* [EXTRACT PROVIDED]:
#####

His research and writing have involved ape behavior, human evolution, violence, and cooking.
Wrangham was born in Leeds, Yorkshire.
Following his years on the faculty of the University of Michigan, he became the Ruth Moore Professor of Biological Anthropology at Harvard University and his research group is now part of the newly established Department of Human Evolutionary Biology.
He is a MacArthur fellow.
He is co-director of the Kibale Chimpanzee Project, the long-term study of the Kanyawara chimpanzees in Kibale National Park, Uganda.
His research culminates in the study of human evolution in which he draws conclusions based on the behavioural ecology of apes.
His work of studying the essential violence of chimpanzees, caused Wrangham to not eat meat for 40 years.
Wrangham is known predominantly for his work in the ecology of primate social systems, the evolutionary history of human aggression (in his 1996 book with Dale Peterson, Demonic Males: Apes and the Origins of Human Violence and his 2019 work The Goodness Paradox), and his research in cooking (summarized in his book, Catching Fire: How Cooking Made Us Human) and self-domestication.
Wrangham has been instrumental in identifying behaviors considered "human-specific" in chimpanzees, including culture and with Eloy Rodriguez, chimpanzee self-medication.
Among the recent courses he teaches in the Human Evolutionary Biology (HEB) concentration at Harvard are HEB 1330 Primate Social Behaviour and HEB 1565 Theories of Sexual Coercion (co-taught with Professor Diane Rosenfeld from Harvard Law School).
In March 2008, he was appointed House Master of Currier House at Harvard College.
He received an honorary degree in Doctor of Science from Oglethorpe University in 2011.
Wrangham began his career as a researcher at Jane Goodall's long-term common chimpanzee field study in Gombe Stream National Park in Tanzania.
He befriended fellow primatologist Dian Fossey and assisted her in setting up her nonprofit mountain gorilla conservation organization, the Dian Fossey Gorilla Fund (originally the Digit Fund).
Wrangham's focused recently on the role cooking has played in human evolution.
In Catching Fire: How Cooking Made Us Human, he argued that cooking food is obligatory for humans as a result of biological adaptations and that cooking, in particular the consumption of cooked tubers, might explain the increase in hominid brain sizes, smaller teeth and jaws, and decrease in sexual dimorphism that occurred roughly 1.8 million years ago.

#####

* [Image point grounding data]:
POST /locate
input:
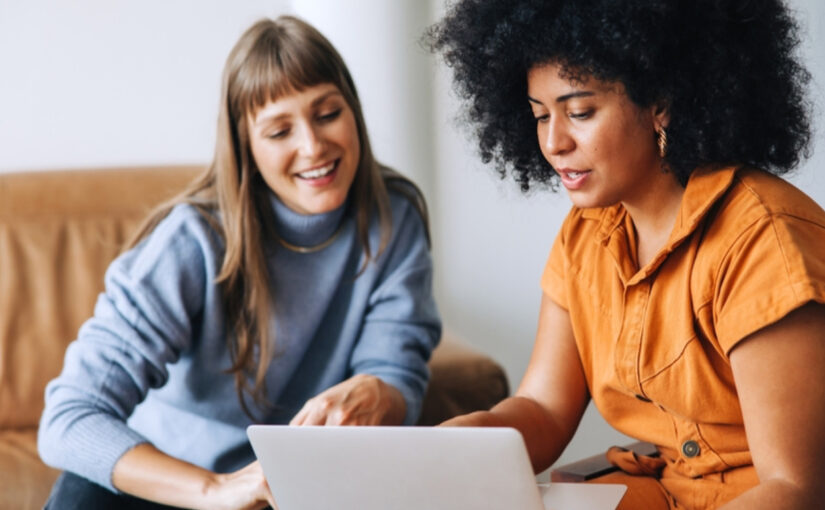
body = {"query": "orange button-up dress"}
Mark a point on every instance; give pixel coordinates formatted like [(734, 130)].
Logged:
[(747, 248)]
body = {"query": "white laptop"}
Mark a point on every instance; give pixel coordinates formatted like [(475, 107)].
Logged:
[(411, 468)]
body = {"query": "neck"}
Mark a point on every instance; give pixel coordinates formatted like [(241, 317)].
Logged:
[(654, 214)]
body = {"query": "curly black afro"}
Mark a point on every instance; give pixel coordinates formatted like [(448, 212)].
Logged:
[(727, 69)]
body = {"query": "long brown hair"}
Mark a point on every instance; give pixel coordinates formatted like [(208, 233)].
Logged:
[(273, 58)]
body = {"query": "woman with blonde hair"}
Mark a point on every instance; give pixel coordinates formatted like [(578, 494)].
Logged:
[(290, 283)]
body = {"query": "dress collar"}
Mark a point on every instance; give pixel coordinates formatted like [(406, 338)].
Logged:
[(704, 189)]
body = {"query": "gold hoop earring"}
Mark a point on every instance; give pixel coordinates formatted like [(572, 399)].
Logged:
[(661, 139)]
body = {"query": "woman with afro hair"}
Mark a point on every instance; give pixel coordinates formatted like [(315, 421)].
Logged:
[(685, 292)]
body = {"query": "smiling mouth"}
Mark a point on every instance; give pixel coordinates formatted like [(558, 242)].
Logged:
[(317, 173)]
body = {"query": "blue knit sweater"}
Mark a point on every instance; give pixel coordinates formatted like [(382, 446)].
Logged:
[(150, 365)]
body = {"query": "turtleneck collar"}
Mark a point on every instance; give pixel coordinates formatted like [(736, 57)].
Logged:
[(305, 229)]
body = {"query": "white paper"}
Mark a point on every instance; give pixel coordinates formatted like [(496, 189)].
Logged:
[(581, 496)]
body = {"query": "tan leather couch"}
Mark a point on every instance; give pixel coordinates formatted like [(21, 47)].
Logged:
[(58, 232)]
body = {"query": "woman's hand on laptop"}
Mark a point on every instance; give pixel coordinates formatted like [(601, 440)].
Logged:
[(245, 489), (360, 400)]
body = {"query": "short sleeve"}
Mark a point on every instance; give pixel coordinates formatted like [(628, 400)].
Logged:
[(553, 278), (774, 267)]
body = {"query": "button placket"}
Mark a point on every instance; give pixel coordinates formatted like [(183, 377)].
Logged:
[(690, 449)]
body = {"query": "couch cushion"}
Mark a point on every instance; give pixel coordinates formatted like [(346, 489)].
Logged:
[(25, 481), (58, 232)]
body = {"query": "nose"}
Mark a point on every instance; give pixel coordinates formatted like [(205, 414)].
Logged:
[(311, 141), (556, 139)]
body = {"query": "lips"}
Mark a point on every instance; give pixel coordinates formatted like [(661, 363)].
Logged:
[(318, 172), (573, 179)]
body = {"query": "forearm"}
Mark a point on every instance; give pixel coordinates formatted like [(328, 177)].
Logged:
[(544, 437), (778, 495), (148, 473)]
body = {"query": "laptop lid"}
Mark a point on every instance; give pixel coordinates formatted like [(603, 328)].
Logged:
[(396, 468)]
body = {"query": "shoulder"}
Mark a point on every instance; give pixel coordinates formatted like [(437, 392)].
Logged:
[(760, 201), (582, 226), (756, 193), (184, 238)]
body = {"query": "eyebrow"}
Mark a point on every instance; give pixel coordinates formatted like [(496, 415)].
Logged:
[(561, 99), (315, 102)]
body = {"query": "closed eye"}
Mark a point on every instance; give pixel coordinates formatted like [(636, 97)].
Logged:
[(581, 115), (330, 116), (278, 134)]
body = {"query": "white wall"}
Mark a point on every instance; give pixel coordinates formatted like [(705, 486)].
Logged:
[(102, 82)]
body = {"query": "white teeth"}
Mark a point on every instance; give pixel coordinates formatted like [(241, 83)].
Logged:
[(318, 172)]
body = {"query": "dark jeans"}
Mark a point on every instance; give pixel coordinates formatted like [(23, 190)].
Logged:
[(72, 492)]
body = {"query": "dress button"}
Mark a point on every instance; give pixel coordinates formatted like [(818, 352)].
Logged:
[(690, 449)]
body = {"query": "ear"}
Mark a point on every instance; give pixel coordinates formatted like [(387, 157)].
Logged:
[(661, 115)]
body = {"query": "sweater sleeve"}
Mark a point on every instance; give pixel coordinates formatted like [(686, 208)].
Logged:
[(402, 325), (142, 322)]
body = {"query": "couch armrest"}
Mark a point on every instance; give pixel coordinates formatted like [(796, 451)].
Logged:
[(462, 380), (597, 465)]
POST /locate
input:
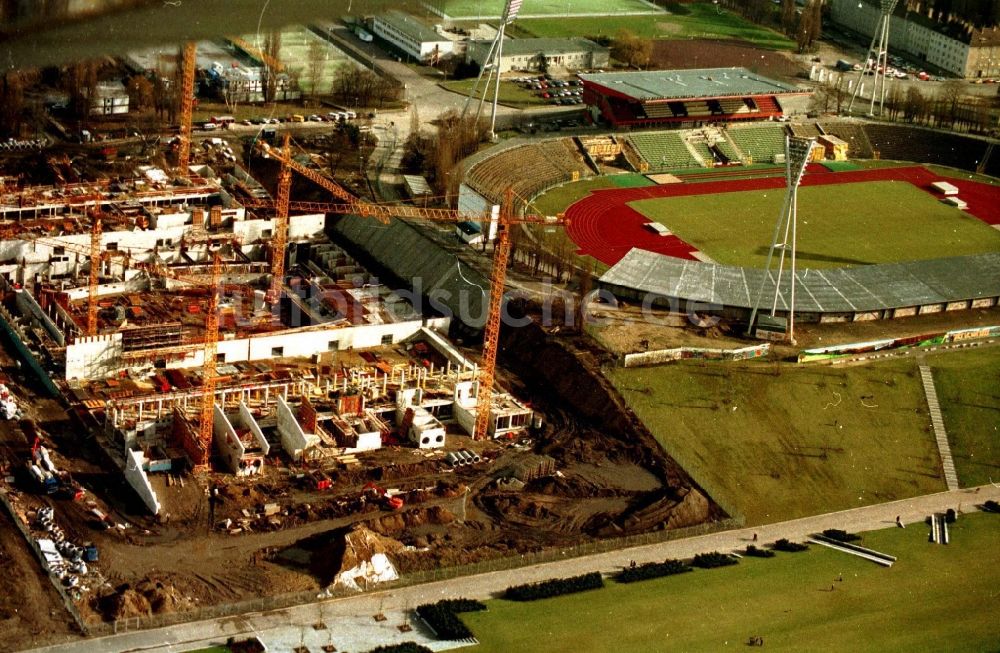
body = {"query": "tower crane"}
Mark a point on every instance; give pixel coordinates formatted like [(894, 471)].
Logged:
[(353, 205), (211, 337)]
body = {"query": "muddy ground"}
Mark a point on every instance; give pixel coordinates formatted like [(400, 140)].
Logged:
[(590, 472)]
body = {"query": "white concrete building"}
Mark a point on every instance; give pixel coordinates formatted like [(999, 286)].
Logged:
[(412, 36), (537, 54), (973, 56), (110, 99)]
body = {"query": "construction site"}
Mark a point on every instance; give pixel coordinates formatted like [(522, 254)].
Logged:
[(214, 397)]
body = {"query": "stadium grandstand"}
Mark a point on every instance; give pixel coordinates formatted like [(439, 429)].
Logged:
[(684, 97)]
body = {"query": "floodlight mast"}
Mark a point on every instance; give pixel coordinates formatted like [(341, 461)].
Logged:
[(797, 154), (881, 61), (492, 63)]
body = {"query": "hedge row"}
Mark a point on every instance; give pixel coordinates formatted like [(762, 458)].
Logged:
[(841, 536), (441, 617), (754, 552), (788, 546), (652, 570), (713, 560), (554, 587), (405, 647)]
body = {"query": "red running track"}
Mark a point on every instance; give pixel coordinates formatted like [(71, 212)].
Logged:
[(603, 225)]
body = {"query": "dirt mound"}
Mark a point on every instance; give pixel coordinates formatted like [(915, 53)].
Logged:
[(147, 597)]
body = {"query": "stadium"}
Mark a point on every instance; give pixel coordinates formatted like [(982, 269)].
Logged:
[(687, 221)]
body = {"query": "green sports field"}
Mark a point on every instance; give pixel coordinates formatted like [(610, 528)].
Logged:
[(493, 8), (701, 21), (775, 442), (839, 225), (935, 598), (510, 94)]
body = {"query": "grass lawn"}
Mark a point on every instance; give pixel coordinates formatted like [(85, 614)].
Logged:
[(555, 200), (510, 94), (968, 385), (935, 598), (493, 8), (703, 20), (841, 225), (779, 447)]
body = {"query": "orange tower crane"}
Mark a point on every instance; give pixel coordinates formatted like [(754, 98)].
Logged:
[(385, 212), (209, 378), (280, 242), (95, 270), (188, 60)]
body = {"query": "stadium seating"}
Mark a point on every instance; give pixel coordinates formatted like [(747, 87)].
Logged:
[(901, 143), (701, 149), (807, 130), (733, 106), (858, 146), (658, 110), (767, 104), (663, 150), (728, 150), (761, 142), (528, 169)]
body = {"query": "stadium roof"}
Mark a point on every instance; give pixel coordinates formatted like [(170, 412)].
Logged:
[(835, 290), (683, 84), (520, 47), (411, 26)]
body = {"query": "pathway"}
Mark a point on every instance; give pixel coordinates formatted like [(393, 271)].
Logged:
[(395, 603), (950, 476)]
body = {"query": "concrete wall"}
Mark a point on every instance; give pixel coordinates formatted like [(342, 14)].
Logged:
[(465, 405), (30, 308), (229, 446), (93, 357), (137, 478), (98, 357), (446, 349), (247, 420), (294, 440)]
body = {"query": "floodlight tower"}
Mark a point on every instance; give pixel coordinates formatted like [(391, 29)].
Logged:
[(797, 152), (492, 64), (881, 60)]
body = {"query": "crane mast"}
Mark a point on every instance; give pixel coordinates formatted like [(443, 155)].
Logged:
[(209, 379), (353, 205), (95, 270)]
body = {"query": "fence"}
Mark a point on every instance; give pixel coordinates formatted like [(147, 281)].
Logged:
[(667, 355), (33, 545), (282, 601)]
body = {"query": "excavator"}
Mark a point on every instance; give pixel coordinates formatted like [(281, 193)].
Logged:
[(392, 503)]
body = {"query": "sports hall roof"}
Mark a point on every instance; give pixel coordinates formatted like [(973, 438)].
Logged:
[(836, 290), (685, 84)]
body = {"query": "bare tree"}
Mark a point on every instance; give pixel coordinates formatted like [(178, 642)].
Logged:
[(11, 102), (316, 60), (269, 82), (631, 49), (140, 92), (789, 17)]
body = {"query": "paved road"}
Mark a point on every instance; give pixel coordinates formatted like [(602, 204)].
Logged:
[(395, 603)]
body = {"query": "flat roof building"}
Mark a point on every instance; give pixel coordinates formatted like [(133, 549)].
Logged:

#####

* [PROBLEMS TO SOLVE]:
**1.** According to the profile of Wrangham, where is the long-term study of the Kanyawara chimpanzees carried out?
**2.** Pick up the profile of Wrangham after its final sentence and carry it forward.

* [TASK-BY-TASK ANSWERS]:
**1.** In Kibale National Park, Uganda.

**2.**
Some anthropologists disagree with Wrangham's ideas, arguing that no solid evidence has been found to support Wrangham's claims, though Wrangham and colleagues, among others, have demonstrated in the laboratory the effects of cooking on energetic availability: cooking denatures proteins, gelatinizes starches, and helps kill pathogens.
The mainstream explanation is that human ancestors, prior to the advent of cooking, turned to eating meats, which then caused the evolutionary shift to smaller guts and larger brains.
In his 2019 book, The Goodness Paradox: The Strange Relationship Between Virtue and Violence in Human Evolution, Wrangham argues that humans have "domesticated" themselves by a process of self-selection, as opposed to our selective breeding of dogs, livestock, or (more recently) foxes by Dmitry Belyayev and others.
Wrangham distinguishes between "reactive aggression", when individuals lash out or react to a provocation, and "proactive aggression", which is planned, premeditated, and involves deliberate risk-avoidant tactical strikes, including war and capital punishment.
He claims that humans are paradoxically extraordinarily low in "reactive" aggression but very high in and highly skilled at "proactive" aggression, and he argues that the threat of proactive aggression by males has played a crucial role in human psychology, patriarchy, so-called "morality" and history.